-- start of Data for this exercise --

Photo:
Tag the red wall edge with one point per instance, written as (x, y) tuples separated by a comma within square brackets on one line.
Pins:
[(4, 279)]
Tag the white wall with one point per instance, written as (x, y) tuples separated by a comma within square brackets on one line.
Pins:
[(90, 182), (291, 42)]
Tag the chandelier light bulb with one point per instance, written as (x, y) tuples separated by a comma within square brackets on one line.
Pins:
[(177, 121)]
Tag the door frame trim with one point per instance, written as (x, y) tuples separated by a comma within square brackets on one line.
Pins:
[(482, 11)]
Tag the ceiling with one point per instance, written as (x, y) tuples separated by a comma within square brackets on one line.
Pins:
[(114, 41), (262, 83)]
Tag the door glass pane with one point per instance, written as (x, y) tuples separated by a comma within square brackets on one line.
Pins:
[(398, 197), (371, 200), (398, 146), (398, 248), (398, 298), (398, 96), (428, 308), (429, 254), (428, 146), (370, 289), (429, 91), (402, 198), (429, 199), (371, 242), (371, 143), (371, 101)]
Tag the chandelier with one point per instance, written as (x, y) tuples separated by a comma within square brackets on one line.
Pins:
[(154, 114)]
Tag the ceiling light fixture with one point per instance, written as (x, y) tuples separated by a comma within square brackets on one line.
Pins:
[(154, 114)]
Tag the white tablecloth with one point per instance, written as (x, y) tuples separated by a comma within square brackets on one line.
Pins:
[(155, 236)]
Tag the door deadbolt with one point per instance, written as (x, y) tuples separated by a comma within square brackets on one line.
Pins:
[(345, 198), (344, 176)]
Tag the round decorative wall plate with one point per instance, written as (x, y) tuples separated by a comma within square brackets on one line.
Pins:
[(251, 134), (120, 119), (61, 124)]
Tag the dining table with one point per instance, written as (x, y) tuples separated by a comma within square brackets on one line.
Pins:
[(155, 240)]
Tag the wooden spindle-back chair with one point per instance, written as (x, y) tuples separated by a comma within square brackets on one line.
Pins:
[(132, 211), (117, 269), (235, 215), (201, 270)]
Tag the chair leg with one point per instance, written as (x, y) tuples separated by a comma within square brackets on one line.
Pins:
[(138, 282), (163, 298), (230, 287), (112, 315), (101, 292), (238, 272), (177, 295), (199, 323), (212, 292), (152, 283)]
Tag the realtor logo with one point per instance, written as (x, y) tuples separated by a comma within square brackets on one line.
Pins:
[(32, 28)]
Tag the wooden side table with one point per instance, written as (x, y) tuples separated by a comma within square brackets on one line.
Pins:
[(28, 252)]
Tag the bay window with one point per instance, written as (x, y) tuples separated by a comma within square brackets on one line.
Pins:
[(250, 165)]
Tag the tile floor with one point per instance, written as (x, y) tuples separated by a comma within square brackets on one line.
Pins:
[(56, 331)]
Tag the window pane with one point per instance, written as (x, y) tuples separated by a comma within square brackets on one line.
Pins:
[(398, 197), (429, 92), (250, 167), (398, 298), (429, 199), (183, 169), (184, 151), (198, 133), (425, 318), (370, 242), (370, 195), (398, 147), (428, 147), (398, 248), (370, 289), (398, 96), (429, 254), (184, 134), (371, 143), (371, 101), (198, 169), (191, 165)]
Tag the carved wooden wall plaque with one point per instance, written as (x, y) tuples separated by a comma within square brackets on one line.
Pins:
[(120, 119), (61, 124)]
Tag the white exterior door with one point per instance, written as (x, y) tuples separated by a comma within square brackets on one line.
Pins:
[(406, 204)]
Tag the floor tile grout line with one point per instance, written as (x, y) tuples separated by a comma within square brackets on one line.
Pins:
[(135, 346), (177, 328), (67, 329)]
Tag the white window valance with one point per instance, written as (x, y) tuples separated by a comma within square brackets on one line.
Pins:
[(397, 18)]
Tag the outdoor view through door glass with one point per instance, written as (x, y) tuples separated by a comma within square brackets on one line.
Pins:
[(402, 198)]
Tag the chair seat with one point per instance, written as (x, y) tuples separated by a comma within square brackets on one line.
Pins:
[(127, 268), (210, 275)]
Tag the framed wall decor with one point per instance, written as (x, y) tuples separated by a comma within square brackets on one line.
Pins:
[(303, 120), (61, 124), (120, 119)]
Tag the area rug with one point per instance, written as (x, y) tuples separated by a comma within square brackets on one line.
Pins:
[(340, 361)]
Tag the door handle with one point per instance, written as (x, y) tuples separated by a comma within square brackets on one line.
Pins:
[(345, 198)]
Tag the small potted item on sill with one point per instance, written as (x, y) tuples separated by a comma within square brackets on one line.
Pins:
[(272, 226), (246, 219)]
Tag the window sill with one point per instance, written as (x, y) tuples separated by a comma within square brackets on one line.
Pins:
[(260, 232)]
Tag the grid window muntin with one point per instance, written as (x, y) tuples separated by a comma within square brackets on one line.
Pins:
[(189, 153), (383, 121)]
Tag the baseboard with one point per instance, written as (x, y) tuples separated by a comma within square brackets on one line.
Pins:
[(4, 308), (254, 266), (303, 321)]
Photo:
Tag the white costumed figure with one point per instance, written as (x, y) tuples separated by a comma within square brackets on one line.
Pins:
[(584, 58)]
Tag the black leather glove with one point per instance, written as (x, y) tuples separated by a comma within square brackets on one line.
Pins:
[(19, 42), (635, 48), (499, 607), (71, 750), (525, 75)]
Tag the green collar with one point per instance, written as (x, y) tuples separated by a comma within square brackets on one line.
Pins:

-- end of Data for this exercise --

Return all of the records above word for word, with nothing added, dropped, or changed.

Photo:
Tag the red wall edge with one point per instance, written as (x, y) tuples separated by a comma within square brackets on one line.
Pins:
[(4, 279)]
Tag the white wall with one point per instance, written as (x, y) tuples separated by a comma within square brackets on one line.
Pins:
[(90, 182), (291, 42)]
Tag the chandelier light bulb with one point per instance, written as (x, y) tuples separated by a comma within square brackets on one line.
Pins:
[(177, 121)]
Tag the door frame trim with one point per instance, written as (x, y) tuples separated by a comma within square brackets on one line.
Pins:
[(482, 11)]
Tag the ceiling with one point per instance, written as (x, y) tuples separated by a comma within square brackets on one line.
Pins:
[(114, 41), (262, 83)]
Tag the door glass pane with one point per instance, written as (x, y) tuples separated by a comma within square brackets on one line.
Pins:
[(398, 197), (371, 200), (398, 146), (398, 248), (398, 298), (398, 96), (428, 308), (429, 254), (428, 146), (370, 289), (429, 91), (402, 198), (429, 199), (371, 242), (371, 143), (371, 101)]
Tag the chandelier with one point per instance, written as (x, y) tuples separated by a comma within square brackets on one line.
Pins:
[(154, 114)]
Tag the ceiling light fixture with one point per instance, written as (x, y) tuples separated by a comma within square brackets on one line.
Pins:
[(154, 114)]
Tag the white tablecloth with one point per instance, written as (x, y) tuples separated by a comma within square brackets on one line.
Pins:
[(155, 236)]
Tag the door deadbolt with one point per instance, written as (x, y) tuples separated by a comma within square brackets on one line.
Pins:
[(345, 198), (344, 176)]
Tag the round decorative wall plate with one point per instance, written as (x, y) tuples separated by a comma within square brackets on one line.
Pins:
[(251, 134), (120, 119), (61, 124)]
Tag the dining table with one point per instance, written as (x, y) tuples separated by a comma within square brackets on one line.
Pins:
[(155, 240)]
Tag the wooden spindle-back chair with one point per instance, written as (x, y) tuples separated by a comma within square brackets on one line.
Pins:
[(132, 211), (117, 269), (235, 215), (201, 270)]
Tag the chair leg with one point per instance, written as (x, y) tuples separated by a comma within square brackets on one line.
Pins:
[(138, 282), (163, 298), (230, 287), (112, 315), (101, 292), (238, 272), (177, 295), (199, 323), (212, 292), (152, 283)]
Tag the realtor logo with one point per instance, written as (x, y) tuples separated by a comma within square brackets on one line.
Pins:
[(32, 28)]
Tag the wooden side table with one point per instance, written as (x, y) tuples separated by a comma within square brackets on one line.
Pins:
[(28, 252)]
Tag the bay window with one point per instance, written as (x, y) tuples separated by a comma within square brackets on one line.
Pins:
[(250, 165)]
Tag the tile floor with one point per instance, written as (x, y) tuples separated by a comma within square brackets on one line.
Pins:
[(56, 331)]
Tag the window pane with one point per instance, written as (x, y) tuples separated by a comma within square brackets on one line.
Pins:
[(398, 197), (429, 92), (250, 167), (398, 298), (429, 199), (183, 169), (184, 151), (198, 133), (425, 318), (370, 242), (370, 195), (398, 147), (428, 147), (398, 248), (370, 289), (398, 96), (429, 254), (184, 134), (371, 143), (371, 101), (198, 169), (191, 165)]
Tag the carved wooden wall plaque with one point per instance, written as (x, y) tuples separated by a comma within square brackets on one line.
Pins:
[(120, 119), (61, 124)]
Tag the white exterior door with one point per instance, written as (x, y) tuples separated by a comma within square brackets on one line.
Pins:
[(406, 204)]
Tag the floor tile grout line with one point per instance, written as (x, y) tuples separated by a comma within square brackets on one line.
Pins:
[(135, 346), (177, 328), (67, 329)]
Tag the white window valance with one point per instance, written as (x, y) tuples separated by a comma within square brackets on one line.
Pins:
[(397, 18)]
Tag the outdoor view through door glass with one point per instance, written as (x, y) tuples separated by a comma within square brackets on one line.
Pins:
[(402, 198)]
Tag the chair seat with one point per instance, written as (x, y) tuples separated by a comma within square brackets on one line.
Pins:
[(127, 268), (210, 275)]
Tag the framed wall decor with one point per instance, written as (x, y) tuples separated by a comma within square brackets on one line.
Pins:
[(303, 120), (61, 124), (120, 119)]
Tag the area rug with one point per instance, written as (x, y) tuples separated by a comma within square brackets on one line.
Pins:
[(340, 361)]
Tag the door handle with one point per instance, written as (x, y) tuples separated by a comma within square brackets on one line.
Pins:
[(345, 198)]
Tag the small potted item on sill with one point per instance, written as (x, y) tuples separated by a comma within square brackets on one line.
Pins:
[(272, 226), (246, 219)]
Tag the window sill with one point per instance, written as (x, y) tuples separated by a comma within square brackets on one line.
Pins:
[(260, 232)]
Tag the grid window muntin with one point per instance, written as (x, y) tuples separated by a comma within square brackets on one line.
Pins:
[(189, 153), (383, 121)]
Tag the baseboard with one point per instance, written as (x, y) tuples separated by a comma within square brackets on one line.
Pins:
[(4, 308), (254, 266), (303, 321)]
Photo:
Tag the white costumed figure with one point per instance, written as (x, y) tuples separated by a comma within square brackets on one line.
Pins:
[(584, 58)]
Tag the black leather glove with one point per instance, written as (x, y) tuples separated by a comma within square brackets on one line.
Pins:
[(19, 42), (635, 48), (499, 607), (71, 750), (525, 75)]
Tag the green collar with one point per instance, written as (x, y) tuples separated by a comma within square brackets on one line.
Pins:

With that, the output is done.